• _REQUESTS_
[A] From the excerpt on the markup tag format, extract the passage between "There are markup" and "mean the same.", inclusive.
[B] Write the next part of the description of the experimental markup tag format, starting after its last sentence.

• _EXCERPT_
This is very much experimental at this stage. I may well have to change any
of this including the tag formats. But it is working code as it stands.
There are simple tags which have a one-to-one translation. Here are some
examples. The markup is on the left and what it translates to on the right.
@(hr) --> <hr>
@(b) --> <b>
@(/b) --> </b>
@(nl) --> <br>
@(at) --> @
For example, "Please @(b)STOP@(/b) here" will print STOP in bold and the
rest non-bold.
There are markup tags with simple parameters such as these.
@(h,2) --> <h2>
@(/h,2) --> </h2>
And there are tags which are more inclusive such as these.
@(sect,2,Section X) --> <h2>Section X</h2>
@(link,Local Page) --> <a href="Local Page">Local Page</a>
@(link,http://xe.com,XE) --> <a href="http://xe.com">XE</a>
As you can see, a markup tag is identified by an @ sign followed by an
opening delimiter. The opening delimiter is "(" in all the above cases but
could be a different character. Each opening delimiter character has a
corresponding closing delimiter. For most punctuation characters the closing
delimiter is the same as the opening delimiter but for pairable bracket
characters the logical closing bracket is used. Therefore the following all
mean the same.
@(i)
@[i]
@|i|
@*i*
The point is that the person writing the code can and must choose a closing
delimiter that does not appear in the text between the delimiters. This is
to help recognition speed; the complete tag can be isolated without needing
to consider context such as quoted strings.

• _PROVIDED INFORMATION_

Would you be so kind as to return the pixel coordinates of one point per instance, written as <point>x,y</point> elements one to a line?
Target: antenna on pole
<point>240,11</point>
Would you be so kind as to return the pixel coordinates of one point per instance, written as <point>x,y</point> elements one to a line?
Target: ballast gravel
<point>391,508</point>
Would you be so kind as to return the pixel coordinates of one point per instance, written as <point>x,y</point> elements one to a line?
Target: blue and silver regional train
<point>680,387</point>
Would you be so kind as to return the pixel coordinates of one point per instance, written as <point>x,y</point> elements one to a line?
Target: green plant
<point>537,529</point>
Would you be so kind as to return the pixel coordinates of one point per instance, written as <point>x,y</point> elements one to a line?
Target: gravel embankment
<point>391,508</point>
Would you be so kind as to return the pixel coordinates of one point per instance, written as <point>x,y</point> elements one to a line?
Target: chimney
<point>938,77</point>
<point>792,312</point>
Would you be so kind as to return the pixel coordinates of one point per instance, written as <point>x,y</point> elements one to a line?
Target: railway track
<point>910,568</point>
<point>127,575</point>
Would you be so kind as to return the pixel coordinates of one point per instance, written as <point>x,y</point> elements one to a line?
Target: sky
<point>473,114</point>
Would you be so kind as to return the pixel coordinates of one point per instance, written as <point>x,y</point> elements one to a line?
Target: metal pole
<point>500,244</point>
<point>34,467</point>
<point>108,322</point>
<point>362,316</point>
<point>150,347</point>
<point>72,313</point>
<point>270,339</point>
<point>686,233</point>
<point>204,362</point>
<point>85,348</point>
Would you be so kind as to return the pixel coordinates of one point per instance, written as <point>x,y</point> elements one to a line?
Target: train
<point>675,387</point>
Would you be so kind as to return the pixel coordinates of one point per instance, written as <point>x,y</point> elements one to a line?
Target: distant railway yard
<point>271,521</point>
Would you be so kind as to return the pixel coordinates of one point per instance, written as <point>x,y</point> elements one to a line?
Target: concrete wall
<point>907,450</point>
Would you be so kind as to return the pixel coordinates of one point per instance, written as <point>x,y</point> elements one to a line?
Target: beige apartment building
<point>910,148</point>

• _OUTPUTS_
[A]
There are markup tags with simple parameters such as these.
@(h,2) --> <h2>
@(/h,2) --> </h2>
And there are tags which are more inclusive such as these.
@(sect,2,Section X) --> <h2>Section X</h2>
@(link,Local Page) --> <a href="Local Page">Local Page</a>
@(link,http://xe.com,XE) --> <a href="http://xe.com">XE</a>
As you can see, a markup tag is identified by an @ sign followed by an
opening delimiter. The opening delimiter is "(" in all the above cases but
could be a different character. Each opening delimiter character has a
corresponding closing delimiter. For most punctuation characters the closing
delimiter is the same as the opening delimiter but for pairable bracket
characters the logical closing bracket is used. Therefore the following all
mean the same.

[B]
I haven't performed timing comparisons but I took Christoph's advice for
speed and chose to use PHPs inbuilt functions which are likely written in C.
I try to avoid calling them repeatedly so as to avoid call overhead. As a
result, the markup parsing works as follows. Feel free to criticise.
First, the page of marked-up text has htmlspecialchars() applied and then is
split on @ symbols using a single call to PHP's explode(). This creates an
array of strings which, for the sake of something to name them, I call
Sections. The PHP code is, in essence, as follows.
$contents = file_get_contents($target_page);
$contents = htmlspecialchars($contents, ENT_NOQUOTES);
$sects = explode("@", $contents);
$contents = ""; //Original text no longer needed
The first section, $sects[0], is what preceded the first @ sign. It is not
marked up so it is written verbatim and then split off using the following
code.
echo $sects[0];
$sects = array_slice($sects, 1);
Second, for each remaining section the initial character (which followed an
@ sign) is taken as an opening delimiter and a matching closing delimiter is
chosen. Then explode(,,2) is called to split the section into just two
parts: before and after the closing delimiter. The most important part of
that is
$sectparts = explode($delimiter, substr($sect, 1), 2);
This converts each section into two parts: a tag and some text.
Third, so that tag parameters can include whatever is necessary, especially
for where the include commas in quoted strings, I use the CSV module as
follows.
$tagparts = str_getcsv($sectparts[0]);
That divides the complete tag into manageable parts. All that's left is to
deal with each part as in
switch ($tagparts[0]) {
case "at": echo "@"; break;
case "b": echo "<b>"; break;
etc.
Finally, once the tag has been written the following non-tag text is written
with
echo $sectparts[1];
That's it so far. I may have missed something fundamental but so far it
seems to work well. It is simple and flexible and the code is very short. No
need for a complex package. There are a few functions I would rather have
not had to use but PHP seems to require them. In any case, the code avoids
things which might slow it down such as large packages, char-by-char
processing (except, presumably, in the CSV module) and regular expressions.
So it should be fast as it stands.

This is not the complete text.